=== Task details ===
Copy all of the material below, putting "walkthrough" in place of every "quickstart" and leaving everything else unchanged.
################
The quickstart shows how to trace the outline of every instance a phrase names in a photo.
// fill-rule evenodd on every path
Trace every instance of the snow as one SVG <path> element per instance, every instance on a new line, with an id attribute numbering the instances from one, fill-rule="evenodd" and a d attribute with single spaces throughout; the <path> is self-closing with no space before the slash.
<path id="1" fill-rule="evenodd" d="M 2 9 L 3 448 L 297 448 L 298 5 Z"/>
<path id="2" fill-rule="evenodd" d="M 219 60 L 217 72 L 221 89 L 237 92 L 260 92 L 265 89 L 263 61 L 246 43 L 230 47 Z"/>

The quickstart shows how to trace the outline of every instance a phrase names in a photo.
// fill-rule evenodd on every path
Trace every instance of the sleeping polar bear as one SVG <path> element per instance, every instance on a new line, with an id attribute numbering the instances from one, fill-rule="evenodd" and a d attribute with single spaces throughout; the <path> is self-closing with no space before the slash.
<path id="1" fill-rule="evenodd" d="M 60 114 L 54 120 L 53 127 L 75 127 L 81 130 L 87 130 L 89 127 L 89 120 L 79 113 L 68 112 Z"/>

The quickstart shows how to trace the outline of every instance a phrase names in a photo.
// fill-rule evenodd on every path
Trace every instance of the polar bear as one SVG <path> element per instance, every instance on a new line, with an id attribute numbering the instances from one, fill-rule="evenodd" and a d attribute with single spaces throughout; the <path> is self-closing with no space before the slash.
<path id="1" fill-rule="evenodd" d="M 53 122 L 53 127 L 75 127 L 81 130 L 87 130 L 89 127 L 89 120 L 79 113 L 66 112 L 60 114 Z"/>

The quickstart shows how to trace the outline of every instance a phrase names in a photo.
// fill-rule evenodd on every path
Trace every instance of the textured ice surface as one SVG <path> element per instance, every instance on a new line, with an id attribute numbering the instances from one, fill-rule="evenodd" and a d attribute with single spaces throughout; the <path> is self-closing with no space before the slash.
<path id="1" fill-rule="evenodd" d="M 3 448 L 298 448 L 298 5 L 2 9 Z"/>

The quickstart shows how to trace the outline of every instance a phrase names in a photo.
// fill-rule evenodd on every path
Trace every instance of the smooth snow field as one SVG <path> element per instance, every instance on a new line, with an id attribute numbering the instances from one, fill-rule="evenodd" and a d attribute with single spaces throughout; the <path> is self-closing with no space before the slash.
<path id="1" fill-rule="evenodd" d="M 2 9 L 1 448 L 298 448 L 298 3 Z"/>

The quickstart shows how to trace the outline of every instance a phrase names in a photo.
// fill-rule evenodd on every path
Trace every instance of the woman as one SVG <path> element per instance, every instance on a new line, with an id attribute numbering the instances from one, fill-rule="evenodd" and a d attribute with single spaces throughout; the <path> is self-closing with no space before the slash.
################
=== Final result ===
The walkthrough shows how to trace the outline of every instance a phrase names in a photo.
// fill-rule evenodd on every path
Trace every instance of the snow as one SVG <path> element per instance, every instance on a new line, with an id attribute numbering the instances from one, fill-rule="evenodd" and a d attribute with single spaces throughout; the <path> is self-closing with no space before the slash.
<path id="1" fill-rule="evenodd" d="M 2 9 L 3 448 L 297 448 L 298 5 Z"/>
<path id="2" fill-rule="evenodd" d="M 219 60 L 217 72 L 221 89 L 237 92 L 260 92 L 265 89 L 263 61 L 246 43 L 230 47 Z"/>

The walkthrough shows how to trace the outline of every instance a phrase names in a photo.
// fill-rule evenodd on every path
Trace every instance of the sleeping polar bear as one SVG <path> element per instance, every instance on a new line, with an id attribute numbering the instances from one, fill-rule="evenodd" and a d attribute with single spaces throughout; the <path> is self-closing with no space before the slash.
<path id="1" fill-rule="evenodd" d="M 60 114 L 54 120 L 53 127 L 75 127 L 81 130 L 87 130 L 89 127 L 89 120 L 79 113 L 68 112 Z"/>

The walkthrough shows how to trace the outline of every instance a phrase names in a photo.
// fill-rule evenodd on every path
Trace every instance of the polar bear as one SVG <path> element per instance, every instance on a new line, with an id attribute numbering the instances from one, fill-rule="evenodd" and a d attribute with single spaces throughout; the <path> is self-closing with no space before the slash.
<path id="1" fill-rule="evenodd" d="M 53 122 L 53 127 L 75 127 L 81 130 L 87 130 L 89 127 L 89 120 L 79 113 L 66 112 L 60 114 Z"/>

The walkthrough shows how to trace the outline of every instance a phrase names in a photo.
// fill-rule evenodd on every path
Trace every instance of the textured ice surface as one SVG <path> element per instance, every instance on a new line, with an id attribute numbering the instances from one, fill-rule="evenodd" and a d attribute with single spaces throughout; the <path> is self-closing with no space before the slash.
<path id="1" fill-rule="evenodd" d="M 3 448 L 298 448 L 298 5 L 2 9 Z"/>

The walkthrough shows how to trace the outline of every instance a phrase names in a photo.
// fill-rule evenodd on every path
Trace every instance of the smooth snow field as one SVG <path> element per instance, every instance on a new line, with an id attribute numbering the instances from one, fill-rule="evenodd" and a d attribute with single spaces throughout; the <path> is self-closing with no space before the slash.
<path id="1" fill-rule="evenodd" d="M 2 9 L 1 448 L 298 448 L 298 3 Z"/>

The walkthrough shows how to trace the outline of every instance a phrase names in a photo.
// fill-rule evenodd on every path
Trace every instance of the woman as one SVG <path> element per instance, every instance on a new line, with an id attribute numbering the instances from one, fill-rule="evenodd" and a d attribute with single spaces throughout; the <path> is self-closing with no space before the slash.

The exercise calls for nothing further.